> **TEXTE FOURNI**
▬▬▬▬▬▬▬▬▬▬

Dans la mythologie grecque, Castor (en grec ancien Κάστωρ / Kástôr) et Pollux (Πολυδεύκης / Polydeúkês), appelés Dioscures (Διόσκουροι / Dióskouroi, c'est-à-dire « fils de Zeus »), sont les fils jumeaux de Léda et les frères d'Hélène de Troie et de Clytemnestre.

Ils prennent part à la chasse du sanglier de Calydon et à l'expédition des Argonautes. Ils combattent Thésée pour récupérer leur sœur Hélène que celui-ci a ravie et enlèvent à leur tour les filles de Leucippe. Lorsque Castor, fils mortel de Tyndare, est blessé à mort dans le combat contre Idas et Lyncée, Pollux décide de partager son immortalité avec lui : ils passent ainsi la moitié de leur temps aux Enfers, l'autre moitié sur l'Olympe, parmi les dieux.

Avatar grec de la figure indo-européenne des dieux jumeaux, les Dioscures sont le symbole des jeunes gens en âge de porter les armes. Ils apparaissent comme des sauveurs dans des situations désespérées et sont les protecteurs des marins. Le feu de Saint-Elme est considéré comme leur manifestation physique ; ils sont associés à la constellation des Gémeaux.

Sommaire

Mythe

Naissance

Les Dioscures apparaissent déjà dans l'Iliade, qui nomme « Castor, le dompteur de chevaux, et Pollux, le boxeur[1] ». Le poème ne mentionne pas le nom de leurs parents, mais Hélène les nomme comme ses frères ; l'Odyssée, en revanche, en fait tous deux les fils de Tyndare et de Léda[2].

Inversement, ils sont tous deux fils de Zeus dans le Catalogue des femmes du pseudo-Hésiode[3] et dans les Hymnes homériques, dont l'hymne qui leur est adressé les qualifie pour la première fois de « Dioscures »[4]. Les Chants cypriens introduisent le motif selon lequel Castor est mortel et Pollux immortel[5].

Aventures

Les Dioscures prennent part la chasse du sanglier de Calydon et à l'expédition des Argonautes. Ils combattent Thésée pour récupérer leur sœur Hélène que celui-ci a enlevée. Ils enlèvent les filles de Leucippe, Phébé et Hilaire, suite à quoi une bataille s'engage contre Idas et Lyncée, tous les deux frères. Ces derniers trouvent la mort, de même que Castor.

▬▬▬▬▬▬▬▬▬▬

> **PROBLÈMES**
A: Pouvez-vous recopier le passage du texte sur les Dioscures qui va de « Dans la mythologie » jusqu'à « et de Clytemnestre. » ?
B: Quelles œuvres littéraires antiques le texte sur les Dioscures cite-t-il ? Donnez-les toutes.
C: Ces affirmations concordent-elles avec le texte sur les Dioscures ? (i) L'Iliade présente Castor comme le boxeur. (ii) L'Odyssée fait des deux jumeaux les fils de Tyndare et de Léda. (iii) Les filles de Leucippe se nomment Phébé et Hilaire. Pour chacune, répondez par oui ou non en citant les mots décisifs du texte.

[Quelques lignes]
▬▬▬▬▬▬▬▬▬▬

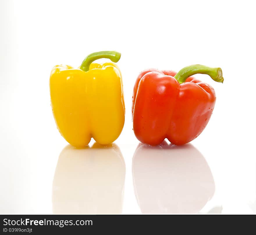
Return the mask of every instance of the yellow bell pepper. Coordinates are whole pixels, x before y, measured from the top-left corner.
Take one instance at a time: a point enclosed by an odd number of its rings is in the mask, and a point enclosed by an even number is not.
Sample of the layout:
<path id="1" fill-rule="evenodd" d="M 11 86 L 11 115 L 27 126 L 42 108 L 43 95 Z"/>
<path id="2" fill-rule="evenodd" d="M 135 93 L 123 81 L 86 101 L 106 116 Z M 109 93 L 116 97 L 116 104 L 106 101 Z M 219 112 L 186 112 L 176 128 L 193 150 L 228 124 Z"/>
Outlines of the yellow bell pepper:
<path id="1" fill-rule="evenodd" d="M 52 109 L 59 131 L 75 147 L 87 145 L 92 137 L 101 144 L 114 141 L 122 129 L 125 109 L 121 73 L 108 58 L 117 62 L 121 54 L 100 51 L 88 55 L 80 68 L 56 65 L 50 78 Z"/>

▬▬▬▬▬▬▬▬▬▬

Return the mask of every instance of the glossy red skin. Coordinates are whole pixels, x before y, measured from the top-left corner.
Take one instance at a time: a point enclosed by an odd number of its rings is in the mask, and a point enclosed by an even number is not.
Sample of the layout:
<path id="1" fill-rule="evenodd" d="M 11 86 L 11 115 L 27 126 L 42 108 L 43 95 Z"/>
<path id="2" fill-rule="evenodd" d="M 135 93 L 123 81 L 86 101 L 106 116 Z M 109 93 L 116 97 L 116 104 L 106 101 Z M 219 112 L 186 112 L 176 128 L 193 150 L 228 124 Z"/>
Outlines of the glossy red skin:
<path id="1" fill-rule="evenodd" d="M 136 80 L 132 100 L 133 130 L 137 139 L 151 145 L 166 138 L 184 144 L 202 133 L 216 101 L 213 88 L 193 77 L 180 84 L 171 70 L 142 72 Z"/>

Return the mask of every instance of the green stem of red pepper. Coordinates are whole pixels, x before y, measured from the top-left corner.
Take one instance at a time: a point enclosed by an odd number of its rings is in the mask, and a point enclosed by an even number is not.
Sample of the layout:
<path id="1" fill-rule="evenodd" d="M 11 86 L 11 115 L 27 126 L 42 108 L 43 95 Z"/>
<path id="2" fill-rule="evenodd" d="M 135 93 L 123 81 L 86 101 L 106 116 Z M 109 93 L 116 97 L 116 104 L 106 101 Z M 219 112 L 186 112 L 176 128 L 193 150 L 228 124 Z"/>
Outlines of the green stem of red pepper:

▬▬▬▬▬▬▬▬▬▬

> **RÉPONSES COMPLÈTES**
A:
Dans la mythologie grecque, Castor (en grec ancien Κάστωρ / Kástôr) et Pollux (Πολυδεύκης / Polydeúkês), appelés Dioscures (Διόσκουροι / Dióskouroi, c'est-à-dire « fils de Zeus »), sont les fils jumeaux de Léda et les frères d'Hélène de Troie et de Clytemnestre.

B: l'Iliade, l'Odyssée, le Catalogue des femmes du pseudo-Hésiode, les Hymnes homériques, les Chants cypriens

C:
(i) Non : « Castor, le dompteur de chevaux, et Pollux, le boxeur »
(ii) Oui : « l'Odyssée, en revanche, en fait tous deux les fils de Tyndare et de Léda »
(iii) Oui : « Ils enlèvent les filles de Leucippe, Phébé et Hilaire »